Source information -
● ● ● ●
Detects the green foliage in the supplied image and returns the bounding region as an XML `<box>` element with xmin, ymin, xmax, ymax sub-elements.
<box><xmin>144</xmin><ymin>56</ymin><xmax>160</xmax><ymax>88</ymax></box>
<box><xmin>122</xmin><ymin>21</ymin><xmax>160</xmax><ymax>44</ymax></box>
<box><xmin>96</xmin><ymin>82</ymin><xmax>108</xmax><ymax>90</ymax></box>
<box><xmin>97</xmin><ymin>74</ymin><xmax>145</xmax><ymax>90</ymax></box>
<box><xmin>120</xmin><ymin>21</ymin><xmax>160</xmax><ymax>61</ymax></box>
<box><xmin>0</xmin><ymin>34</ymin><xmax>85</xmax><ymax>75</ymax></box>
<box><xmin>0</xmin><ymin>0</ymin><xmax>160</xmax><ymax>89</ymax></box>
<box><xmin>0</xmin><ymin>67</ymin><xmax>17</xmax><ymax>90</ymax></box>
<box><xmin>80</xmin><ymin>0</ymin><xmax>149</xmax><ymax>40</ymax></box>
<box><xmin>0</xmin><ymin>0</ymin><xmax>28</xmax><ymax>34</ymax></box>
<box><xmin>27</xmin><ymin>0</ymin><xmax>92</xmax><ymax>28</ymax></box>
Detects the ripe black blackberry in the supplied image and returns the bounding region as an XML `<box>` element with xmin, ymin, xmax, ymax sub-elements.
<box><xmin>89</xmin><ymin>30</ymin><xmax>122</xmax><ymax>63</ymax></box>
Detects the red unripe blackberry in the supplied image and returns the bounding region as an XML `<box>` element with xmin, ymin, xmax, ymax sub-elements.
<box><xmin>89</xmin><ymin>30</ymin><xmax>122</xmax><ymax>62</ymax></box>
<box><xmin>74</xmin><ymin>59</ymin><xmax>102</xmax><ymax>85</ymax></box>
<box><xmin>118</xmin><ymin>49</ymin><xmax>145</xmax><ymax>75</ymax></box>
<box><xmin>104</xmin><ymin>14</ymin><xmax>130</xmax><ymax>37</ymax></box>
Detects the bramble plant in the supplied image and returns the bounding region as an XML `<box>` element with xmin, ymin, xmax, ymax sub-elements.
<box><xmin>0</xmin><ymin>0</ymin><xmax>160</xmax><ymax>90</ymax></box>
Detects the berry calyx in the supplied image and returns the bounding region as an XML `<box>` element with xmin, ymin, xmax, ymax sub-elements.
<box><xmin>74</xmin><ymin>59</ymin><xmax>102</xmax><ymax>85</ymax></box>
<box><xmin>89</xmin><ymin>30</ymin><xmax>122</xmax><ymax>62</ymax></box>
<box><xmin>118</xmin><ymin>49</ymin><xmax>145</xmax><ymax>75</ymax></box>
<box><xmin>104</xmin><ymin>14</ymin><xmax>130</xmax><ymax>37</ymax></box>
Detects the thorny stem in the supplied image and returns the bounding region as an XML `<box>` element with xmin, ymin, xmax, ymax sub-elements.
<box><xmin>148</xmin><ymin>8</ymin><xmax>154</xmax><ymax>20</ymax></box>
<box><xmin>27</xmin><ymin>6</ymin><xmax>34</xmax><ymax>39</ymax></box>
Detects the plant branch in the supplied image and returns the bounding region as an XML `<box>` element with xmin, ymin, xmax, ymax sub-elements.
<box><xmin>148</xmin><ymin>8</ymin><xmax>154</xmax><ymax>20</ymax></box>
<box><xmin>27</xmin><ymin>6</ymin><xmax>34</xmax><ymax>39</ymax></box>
● ● ● ●
Required work - The records above should be returned exactly.

Exercise result -
Detects the green foliage in the supplied image and returns the bounding region as an XML `<box>` element with xmin, ymin, xmax, ymax sub-elements.
<box><xmin>144</xmin><ymin>56</ymin><xmax>160</xmax><ymax>88</ymax></box>
<box><xmin>122</xmin><ymin>21</ymin><xmax>160</xmax><ymax>44</ymax></box>
<box><xmin>96</xmin><ymin>82</ymin><xmax>108</xmax><ymax>90</ymax></box>
<box><xmin>97</xmin><ymin>74</ymin><xmax>145</xmax><ymax>90</ymax></box>
<box><xmin>120</xmin><ymin>21</ymin><xmax>160</xmax><ymax>61</ymax></box>
<box><xmin>0</xmin><ymin>34</ymin><xmax>85</xmax><ymax>75</ymax></box>
<box><xmin>0</xmin><ymin>0</ymin><xmax>160</xmax><ymax>89</ymax></box>
<box><xmin>0</xmin><ymin>67</ymin><xmax>17</xmax><ymax>90</ymax></box>
<box><xmin>80</xmin><ymin>0</ymin><xmax>149</xmax><ymax>40</ymax></box>
<box><xmin>0</xmin><ymin>0</ymin><xmax>28</xmax><ymax>34</ymax></box>
<box><xmin>27</xmin><ymin>0</ymin><xmax>92</xmax><ymax>28</ymax></box>
Detects the ripe black blackberry in the supplied image and returns the bounding region as an XML `<box>` element with xmin, ymin, xmax, ymax sub-elements.
<box><xmin>89</xmin><ymin>30</ymin><xmax>122</xmax><ymax>63</ymax></box>
Detects the red unripe blackberry in the supplied image and returns the bounding region as an XML `<box>` element with xmin, ymin, xmax, ymax sub-elements.
<box><xmin>89</xmin><ymin>30</ymin><xmax>122</xmax><ymax>62</ymax></box>
<box><xmin>74</xmin><ymin>59</ymin><xmax>102</xmax><ymax>85</ymax></box>
<box><xmin>118</xmin><ymin>49</ymin><xmax>145</xmax><ymax>75</ymax></box>
<box><xmin>104</xmin><ymin>14</ymin><xmax>130</xmax><ymax>37</ymax></box>
Detects the bramble plant in the supplied image and returns the bounding region as an XML `<box>` element with xmin, ymin, xmax, ymax sub-elements.
<box><xmin>0</xmin><ymin>0</ymin><xmax>160</xmax><ymax>90</ymax></box>
Detects the berry calyx in the supplied image and returns the bounding region as an XML `<box>` element with xmin, ymin, xmax, ymax sub-elements.
<box><xmin>74</xmin><ymin>59</ymin><xmax>102</xmax><ymax>85</ymax></box>
<box><xmin>89</xmin><ymin>30</ymin><xmax>122</xmax><ymax>62</ymax></box>
<box><xmin>118</xmin><ymin>49</ymin><xmax>145</xmax><ymax>75</ymax></box>
<box><xmin>104</xmin><ymin>14</ymin><xmax>130</xmax><ymax>37</ymax></box>
Detects the thorny stem in the supplied image and returns the bounding region as an XML `<box>` element with xmin, ymin, xmax, ymax sub-elements.
<box><xmin>148</xmin><ymin>8</ymin><xmax>154</xmax><ymax>20</ymax></box>
<box><xmin>27</xmin><ymin>6</ymin><xmax>34</xmax><ymax>39</ymax></box>
Detects the plant branch in the supplied image and returns the bounding region as an XML `<box>` element with xmin, ymin, xmax, ymax sub-elements.
<box><xmin>148</xmin><ymin>8</ymin><xmax>154</xmax><ymax>20</ymax></box>
<box><xmin>27</xmin><ymin>6</ymin><xmax>34</xmax><ymax>39</ymax></box>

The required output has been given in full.